Following such removal, Tenant shall certify in writing to Landlord that all
such removal is complete.

       19.6.  Assignment and Subletting.  Notwithstanding the provisions of
              -------------------------
Paragraph 9 of this Lease, it shall not be unreasonable for Landlord to
withhold its consent to any assignment, sublease or other transfer of the
Tenant's interest in this Lease if a proposed transferee's anticipated use of
the Premises involves the generation, storage, use, sale, treatment, release or
disposal of any Hazardous Substance.

       19.7.  Indemnity.

           19.7.1.  By Tenant.  Tenant shall indemnify, defend and hold harmless
                    ---------                                                   
Landlord, its employees and agents, any persons holding a security interest in
the Premises, and the respective successors and assigns of each of them from and
against any and all claims, demands, liabilities, damages, fines, losses, costs
(including without limitation the cost of any investigation, remedial, removal
or other response action required by Environmental Law) and expenses (including
without limitation attorneys' fees and expert fees in connection with any trial,
appeal, petition for review or administrative proceeding) arising out of or in
any way relating to the use, treatment, storage, generation, transport, release,
leak, spill, disposal or other handling of Hazardous Substances on the

Page 9 of 13
<PAGE>
 
Premises by Tenant or any of its contractors, agents or employees or invitees.
Tenant's obligations under this paragraph shall survive the expiration or
termination of this Lease for any reason. Landlord's rights under this paragraph
are in addition to and not in lieu of any other rights or remedies to which
Landlord may be entitled under this agreement or otherwise.

           19.7.3.  By Landlord.  Landlord shall indemnify, defend and hold
                    -----------                                            
harmless Tenant and its employees and agents and the respective successors and
assigns of each of them from and against any and all claims, demands,
liabilities, damages, fines, losses, costs (including without limitation the
cost of any investigation, remedial, removal or other response action required
by Environmental Law) and expenses (including without limitation attorneys' fees
and expert fees in connection with any trial, appeal, petition for review or
administrative proceeding) arising out of or in any way relating to the actual
or alleged use, treatment, storage, generation, transport, release, leak, spill,
disposal or other handling of Hazardous Substances on the Premises by Landlord,
or any of its contractors, agents or employees or by Landlord's previous tenants
of the Premises.  Landlord's obligations under this paragraph shall survive the
expiration or termination of this Lease for any reason.  Tenant's rights under
this paragraph are in addition to and not in lieu of any other rights or
remedies to which Tenant may be entitled under this Agreement or otherwise.

   20. OPTION TO RENEW.

       20.1.  If not then in default, Tenant shall have the option to renew this
lease for two additional 5-year terms by giving Landlord written notice of
intent to extend at least 180 days prior to expiration of the preceding term.

--------------------------------------------------

**PROBLEM A:** Write out the part of the lease excerpt from "20. OPTION TO" to "the preceding term.", keeping every word the same.
**PROBLEM B:** Pick up the lease excerpt after its last sentence and continue writing it.

(Collected data entries)

--------------------------------------------------

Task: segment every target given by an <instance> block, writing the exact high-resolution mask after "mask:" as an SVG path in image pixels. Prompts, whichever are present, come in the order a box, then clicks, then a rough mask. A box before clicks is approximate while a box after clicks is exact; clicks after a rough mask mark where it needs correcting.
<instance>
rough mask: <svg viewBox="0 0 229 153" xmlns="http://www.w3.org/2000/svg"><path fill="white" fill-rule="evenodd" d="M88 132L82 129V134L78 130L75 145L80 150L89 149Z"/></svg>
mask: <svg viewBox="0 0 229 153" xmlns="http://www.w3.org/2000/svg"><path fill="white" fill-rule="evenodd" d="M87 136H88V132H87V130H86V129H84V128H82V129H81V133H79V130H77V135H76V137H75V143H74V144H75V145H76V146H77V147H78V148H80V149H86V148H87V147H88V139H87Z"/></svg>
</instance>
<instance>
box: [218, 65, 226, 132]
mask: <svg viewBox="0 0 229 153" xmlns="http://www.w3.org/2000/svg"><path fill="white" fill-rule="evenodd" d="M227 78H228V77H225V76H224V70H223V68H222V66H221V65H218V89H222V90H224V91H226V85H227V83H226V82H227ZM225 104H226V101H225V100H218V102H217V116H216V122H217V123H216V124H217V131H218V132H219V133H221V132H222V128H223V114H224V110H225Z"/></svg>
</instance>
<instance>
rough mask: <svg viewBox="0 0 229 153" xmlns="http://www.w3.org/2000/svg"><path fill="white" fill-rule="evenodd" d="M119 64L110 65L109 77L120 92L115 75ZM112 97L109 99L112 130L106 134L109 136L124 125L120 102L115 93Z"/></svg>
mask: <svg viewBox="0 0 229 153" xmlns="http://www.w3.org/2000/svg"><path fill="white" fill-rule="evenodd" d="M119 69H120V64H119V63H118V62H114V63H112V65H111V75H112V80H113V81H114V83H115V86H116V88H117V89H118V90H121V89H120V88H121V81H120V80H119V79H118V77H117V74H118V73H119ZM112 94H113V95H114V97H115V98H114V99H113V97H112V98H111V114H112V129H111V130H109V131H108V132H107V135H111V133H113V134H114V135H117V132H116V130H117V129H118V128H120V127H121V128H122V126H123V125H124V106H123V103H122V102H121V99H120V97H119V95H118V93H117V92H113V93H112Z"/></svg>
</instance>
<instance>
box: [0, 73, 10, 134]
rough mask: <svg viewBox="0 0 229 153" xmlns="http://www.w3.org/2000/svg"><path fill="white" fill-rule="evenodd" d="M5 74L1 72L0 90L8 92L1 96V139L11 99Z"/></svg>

--------------------------------------------------

**EXPECTED OUTPUT A:**
20. OPTION TO RENEW.

       20.1.  If not then in default, Tenant shall have the option to renew this
lease for two additional 5-year terms by giving Landlord written notice of
intent to extend at least 180 days prior to expiration of the preceding term.

**EXPECTED OUTPUT B:**
All provisions of this lease shall apply during the extended term, except that
rent for the renewal period shall be an amount determined on a fair market value
basis and agreed upon by parties at least 90 days prior to commencement of the
renewal period.  If Tenant elects not to exercise the first 5-year renewal
period, then the second 5-year renewal period shall be null and void.

       20.2.  For the purposes of this Paragraph 20, the term "fair market
value" shall mean the Base Rent, expressed as an annual rent per square foot of
floor area, which Landlord would have received from leasing the Premises (which
shall be valued for purposes of this determination as warehouse shell space with
power, light and heat and with a quantity of office space equal to that within
the Premises at the end of the original lease term) for the renewal term to an
unaffiliated person which is not then a tenant in the Park, assuming that such
space were to be delivered in "as-is" condition, and taking into account the
rental which such other tenant would most likely have paid for such premises,
including market escalations, provided that Fair Market Value shall not in any
event be less than the Base Rent for the Premises as of the expiration of the
lease term.

   21. OPTION TO CANCEL.

       Tenant shall have a right to cancel this Lease at the end of the 57th,
69th and 81st months of the lease term by giving Landlord 180 days' advance
written notice of its intent to do so and by paying Landlord a termination
penalty equal to all unamortized tenant improvements and leasing commissions as
further described on the attached Exhibits D, E and F within ninety (90) days of
Tenant's notice of intent to cancel to Landlord.

   22. RIGHTS OF NOTICE.

       22.1.  Tenant shall have the First Right of Notice for any available
space within Building G, Evergreen Business Park, which is adjacent to and
immediately east of the Premises.  In addition, provided that the existing
tenants do not require expansion space, Tenant shall have the First Right of
Notice for any available space within Building F, Evergreen Business Park.
Landlord shall notify Tenant of the availability of such spaces, and Tenant
shall have five (5) business days to enter into good faith negotiations for the
First Right of Notice spaces in the event Landlord begins negotiations with a
third party for any of the First Right of Notice spaces.  Landlord agrees to
negotiate in good faith with Tenant for the lease of such First Right of Notice
space.

Page 10 of 13
<PAGE>
 
       22.2. Tenant shall have the Second Right of Notice for the approximately
7,354 square feet of space adjacent and immediately west of the Premises.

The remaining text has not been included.